1 INTRODUCTION
ALP2002 is a large-scale refraction seismic experiment for the study of the lithosphere in the Eastern Alps. It consists of a network of 13 passive lines of several hundred of kms length recording up to 40 shots. Its westernmost receiver line coincides with the TRANSALP profile and the results from that project will therefore provide valuable constraints for the analysis of the ALP2002 data.

2 TECTONIC SETTING OF THE INVESTGATION AREA
Fig.1: Major structures of the investigation area
Although earlier tectonic processes left their imprints in the Alps, we can choose the existence of Pangea in the Permian and Triassic eras as the beginning of the generation of the Alps. In the Jurassic, contemporaneous with the opening of the Atlantic Ocean, there was a sinistral strike-slip motion of Africa with respect to Europe. In the Cretaceous, this movement changed to a rotation of Africa relative to Europe, contracting the Tethys Ocean and introducing the convergence phase. The continent-continent collision between the European plate and the Apulian (Adriatic) micro-plate took place in the Oligocene. Continued convergence throughout the Tertiary led to the present orogenic pattern. However, the continent-continent collision is not the only imprinting tectonic process in the area of the ALP2002 investigation. In the late Oligocene and Miocene, escape took place from the compressed Central Alps to the unconstrained margin in form of the Pannonian Basin. The significant eastward thinning of the crust corresponds to the extrusion and tensional processes (Ratschbacher et al., 1991). The present day seismicity in the area of our investigation follows a pattern compatible with the escape tectonic model (Aric et al., 1987).

--- DATA SHOWN ---
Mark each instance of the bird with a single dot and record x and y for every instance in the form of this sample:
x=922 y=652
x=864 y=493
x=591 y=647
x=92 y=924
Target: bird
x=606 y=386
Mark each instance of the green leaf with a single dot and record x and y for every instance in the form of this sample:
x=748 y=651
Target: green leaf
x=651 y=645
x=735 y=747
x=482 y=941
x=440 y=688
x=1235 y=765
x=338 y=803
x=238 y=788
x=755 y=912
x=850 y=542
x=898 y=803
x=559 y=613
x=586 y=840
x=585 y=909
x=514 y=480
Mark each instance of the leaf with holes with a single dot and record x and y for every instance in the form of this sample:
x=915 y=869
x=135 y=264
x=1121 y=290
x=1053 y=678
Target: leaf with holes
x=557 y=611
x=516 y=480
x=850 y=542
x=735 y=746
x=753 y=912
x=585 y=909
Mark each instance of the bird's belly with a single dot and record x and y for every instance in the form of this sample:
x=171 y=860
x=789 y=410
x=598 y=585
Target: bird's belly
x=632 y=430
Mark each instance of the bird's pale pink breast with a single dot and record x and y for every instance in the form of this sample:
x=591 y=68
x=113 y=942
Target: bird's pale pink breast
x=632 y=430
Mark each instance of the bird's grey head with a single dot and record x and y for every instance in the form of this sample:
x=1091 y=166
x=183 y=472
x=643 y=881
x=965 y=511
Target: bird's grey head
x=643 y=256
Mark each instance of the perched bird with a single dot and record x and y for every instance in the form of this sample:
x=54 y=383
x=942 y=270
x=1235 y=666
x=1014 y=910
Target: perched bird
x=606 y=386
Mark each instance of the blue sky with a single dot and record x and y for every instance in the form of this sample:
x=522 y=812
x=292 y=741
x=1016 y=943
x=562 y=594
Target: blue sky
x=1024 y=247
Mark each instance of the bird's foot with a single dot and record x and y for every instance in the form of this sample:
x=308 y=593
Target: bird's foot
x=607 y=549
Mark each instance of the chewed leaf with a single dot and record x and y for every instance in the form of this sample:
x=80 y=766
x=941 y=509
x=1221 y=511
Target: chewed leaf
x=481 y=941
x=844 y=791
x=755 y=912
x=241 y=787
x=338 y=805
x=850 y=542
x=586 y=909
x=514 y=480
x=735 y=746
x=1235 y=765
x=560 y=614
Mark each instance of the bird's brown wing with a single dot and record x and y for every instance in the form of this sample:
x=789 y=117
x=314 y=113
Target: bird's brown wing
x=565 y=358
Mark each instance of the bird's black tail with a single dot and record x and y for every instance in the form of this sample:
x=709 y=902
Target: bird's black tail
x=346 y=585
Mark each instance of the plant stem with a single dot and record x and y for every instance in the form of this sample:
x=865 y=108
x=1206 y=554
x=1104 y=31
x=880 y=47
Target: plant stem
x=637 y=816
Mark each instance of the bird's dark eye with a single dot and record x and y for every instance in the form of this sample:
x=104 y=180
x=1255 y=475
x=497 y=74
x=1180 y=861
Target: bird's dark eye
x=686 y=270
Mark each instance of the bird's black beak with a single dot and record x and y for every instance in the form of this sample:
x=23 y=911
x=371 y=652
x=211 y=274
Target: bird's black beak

--- TO BE DONE ---
• 1. According to the text on the ALP2002 experiment, which plate collided with the European plate in the Oligocene?
• 2. Please extend the text on the ALP2002 experiment past its last sentence.

--- EXERCISE RESULTS ---
• 1. The Apulian (Adriatic) micro-plate.

• 2.
While the characteristic features of a continent-continent collision may be well described by a cross-section (2-D), the extrusion and escape processes require considerations in 3-D.

3 EXISTING SEISMIC INFORMATION OF THE LITHOSPHERE IN THE ALP2002 AREA
The exploration of the lithosphere of the Eastern Alps by seismic refraction and wide-angle reflection experiments started with refraction lines around the Eschenlohe quarry 40 years ago. Seismic lines spread out from this shot point over the Alps to the shot points Lago Lagorai and Trieste (Giese et al., 1976). The projects ALP 75, ALP 77 and ALP 78 supplied further refraction and wide-angle reflection lines. First results were published swiftly after the field experiments, and more elaborate interpretations followed later (Scarascia et al., 1997). The NE region of the ALP2002 study area was explored in parts by CELEBRATION 2000, a refraction and wide-angle reflection seismic experiment of a new generation covering a large portion of Central Europe (Guterch et al., 2001). Shots were recorded not only in a traditional in-line fashion but also in cross-line geometries. Therefore, the shooting and recording scheme offers improved possibilities for a 3-D interpretation, which will contribute substantial seismic information to ALP2002.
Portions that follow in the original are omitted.